**WHAT YOU WILL DO**. Rewrite every line of the records below, substituting "rectangle" for each occurrence of "bounding box" and leaving everything else unchanged. Leave the pictures out of your answer.

**MATERIAL PROVIDED**.
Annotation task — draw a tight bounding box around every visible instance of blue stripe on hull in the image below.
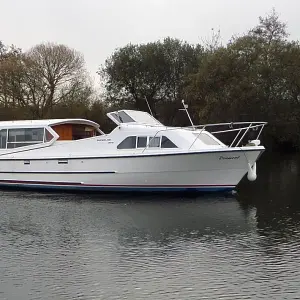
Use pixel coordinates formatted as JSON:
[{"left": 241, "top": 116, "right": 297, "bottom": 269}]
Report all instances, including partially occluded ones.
[{"left": 0, "top": 183, "right": 235, "bottom": 192}]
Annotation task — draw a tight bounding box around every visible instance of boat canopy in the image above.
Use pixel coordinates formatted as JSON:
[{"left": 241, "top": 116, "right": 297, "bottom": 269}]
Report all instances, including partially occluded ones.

**FINISHED ANSWER**.
Annotation task — draw a tight rectangle around every visible instance of blue stripe on hull in the image below.
Use pixel coordinates formatted as JSON:
[{"left": 241, "top": 116, "right": 297, "bottom": 269}]
Report all instances, including partially occluded ones.
[{"left": 0, "top": 183, "right": 235, "bottom": 192}]
Annotation task — draw a tight rectangle around every visible instance of boat canopy in the image above.
Use pixel coordinates formatted as JSON:
[{"left": 241, "top": 116, "right": 297, "bottom": 269}]
Report all instances, including partially occluded ones.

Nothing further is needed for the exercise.